READING TEXT —
Ascender Project - Briefing No.1  

Briefing No.1 - September 2000

Welcome to The Ascender Project!

This is Briefing No.1, an introduction to the club and an expansion of the information on the club's homepage at http://www.bristolspaceplanes.com/club/. We have also included a short introduction to the Ascender spaceplane, immediately following the main briefing.

This briefing is for those who have joined the club recently or may be thinking of doing so. If you are interested in:

Then The Ascender Project is the club for you.

A revolution in spaceflight can happen soon, and the aim of the club is to ensure that it does. Member contributions will be used to increase visibility and prove the popularity of space tourism; any excess funds will be directed towards accelerating the development of the Ascender spaceplane, the flagship project of Bristol Spaceplanes Limited (BSP). Simply by joining The Ascender Project, you will be adding your voice to the demand for public access to space, showing the business community that space tourism is not only plausible but also popular.

The main challenge is to gain credibility with potential backers. Ascender can 'get off the ground', so to speak, at remarkably low cost and risk. With the world's major government space agencies spending upward of US $50 billion on the International Space Station, the idea that a small company can trigger the spaceflight revolution for one thousand times less money seems too good to be true. (The development cost of a prototype of Ascender is about £50 million.) The Ascender Project wants you to evaluate the case for Ascender and to back your own conclusions.

A demonstrator of Ascender can fly in two years for just £2 million. This is where you come in. Each person who joins The Ascender Project is another voice demonstrating support for a radical new way ahead in space.

Members of The Ascender Project gain numerous benefits:

To join The Ascender Project, please send your name and address (and email address if you have one), plus a cheque for £25 or foreign equivalent (£15 for students and seniors) payable to:

The Ascender Project
PO Box 719
Clifton
Bristol BS8 2FA
ENGLAND

Membership is annual, and renewable on the anniversary of your joining date.

Ascender

D M Ashford, Managing Director, Bristol Spaceplanes Limited

This is a short introduction to the Ascender spaceplane. For more information visit the main web page at http://www.bristolspaceplanes/projects/ascender.shtml.

Ascender [fig. 1] is a small aeroplane capable of reaching space. It takes off from an ordinary airfield and climbs to an altitude of 8 km using its jet engines [fig. 2]. The pilot then starts the rocket motor and pulls Ascender into a steep climb. After using up the rocket fuel, Ascender continues to rise, unpowered, to a peak height of 100 km. Gravity then pulls it back down to the atmosphere, where it pulls out of the dive and flies back to the original airfield. The total flight time is approximately 30 minutes. Passengers would see an area the size of England, experience weightlessness for about two minutes, and see the sky turn dark with bright stars, even in daytime.

Ascender uses very little new technology (the X-15 flew higher and faster 40 years ago) and has a long design pedigree: It is updated from a concept first published in 1981 [1] and subsequently studied in a feasibility study for the European Space Agency (ESA)[2]. The former Minister for Space commissioned an independent review of this work that broadly endorsed the concept [3]. It has been described in several more recent publications [e.g., 4, 5].

DATASET ENTRIES —
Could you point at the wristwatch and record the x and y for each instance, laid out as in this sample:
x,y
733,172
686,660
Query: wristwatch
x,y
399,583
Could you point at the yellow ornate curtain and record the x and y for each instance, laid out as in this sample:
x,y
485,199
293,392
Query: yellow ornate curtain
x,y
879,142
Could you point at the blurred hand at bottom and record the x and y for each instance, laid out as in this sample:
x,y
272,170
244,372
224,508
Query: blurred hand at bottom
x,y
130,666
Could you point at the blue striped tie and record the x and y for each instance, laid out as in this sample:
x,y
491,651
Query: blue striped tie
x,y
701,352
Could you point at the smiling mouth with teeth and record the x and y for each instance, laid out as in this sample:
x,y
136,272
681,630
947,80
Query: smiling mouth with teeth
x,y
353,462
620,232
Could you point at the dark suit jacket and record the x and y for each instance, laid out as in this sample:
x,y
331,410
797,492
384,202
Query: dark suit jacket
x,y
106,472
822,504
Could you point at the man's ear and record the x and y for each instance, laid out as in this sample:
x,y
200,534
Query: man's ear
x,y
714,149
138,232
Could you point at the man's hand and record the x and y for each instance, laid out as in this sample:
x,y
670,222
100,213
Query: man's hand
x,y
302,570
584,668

EXERCISE SET —
• a. Reproduce the passage of the Ascender briefing starting at "Briefing No.1 - September" and ending at "club for you.".
• b. Using the Ascender briefing, answer these questions:
(i) What is the cost of a demonstrator of Ascender?
(ii) To what altitude does Ascender climb on its jet engines?
(iii) For about how long would passengers experience weightlessness?
• c. Resume the Ascender briefing, picking up after its final sentence.

SOLVED PROBLEMS —
• a.
Briefing No.1 - September 2000

Welcome to The Ascender Project!

This is Briefing No.1, an introduction to the club and an expansion of the information on the club's homepage at http://www.bristolspaceplanes.com/club/. We have also included a short introduction to the Ascender spaceplane, immediately following the main briefing.

This briefing is for those who have joined the club recently or may be thinking of doing so. If you are interested in:

Then The Ascender Project is the club for you.

• b.
(i) £2 million
(ii) 8 km
(iii) About two minutes

• c.
Ascender is already in the public eye: A 2.7 metre-long, radio-controlled model of Ascender, which has helped verify the spaceplane's aerodynamics at low speed, has gained significant press attention, from Aviation Week to BBC TV. Plus, there is a 1-metre model in the Journey Zone at the Millennium Dome photos of both models are available in the gallery at http://www.bristolspaceplanes.com/gallery.shtml

A prototype of Ascender can be flying in four years for an estimated development cost of just £50 million, (US $75 million). Early flights will carry instruments for various kinds of space science. When safety and reliability have been demonstrated, Ascender will carry passengers on space experience flights. Tickets on early passenger flights will cost several tens of £K, but with maturity of design and operations, the cost will come down to one or two £K. Affordable spaceflight will be available within 10 years.

Ascender can prove that an aeroplane with more or less existing technology can make several suborbital flights per day to space. This demonstration would make it far easier to obtain the development funding for a fully orbital spaceplane. When mature, such spaceplanes will reduce the cost of launching satellites by about one hundredfold and the cost of sending people to space by one thousandfold. Such maturity could be reached in about fifteen years.

The challenge is that all this seems too good to be true. The large government space agencies are not really interested in space tourism, and there are strong interests vested in the expendable way of doing things.

The large government space agencies are less interested in space tourism and more interested in expendable and expensive launch vehicles, which justifies their budgets.

The idea that a small start-up company can build a useful spaceplane seems incredible. But at this moment, perhaps twenty US start-ups, and others in Europe and the Far East, are vying to develop launchers, send probes to the Moon, and start space tourism. One such company now partly owns the Mir space station, and the first Mir tourist is now training for a week's visit.

With all this going on, it can only be a matter of time before there is a dramatic paradigm shift in space culture. Taxpayer-funded projects based on ballistic missile technology will give way to commercially funded projects based on aeroplane technology, with space tourism as the largest business.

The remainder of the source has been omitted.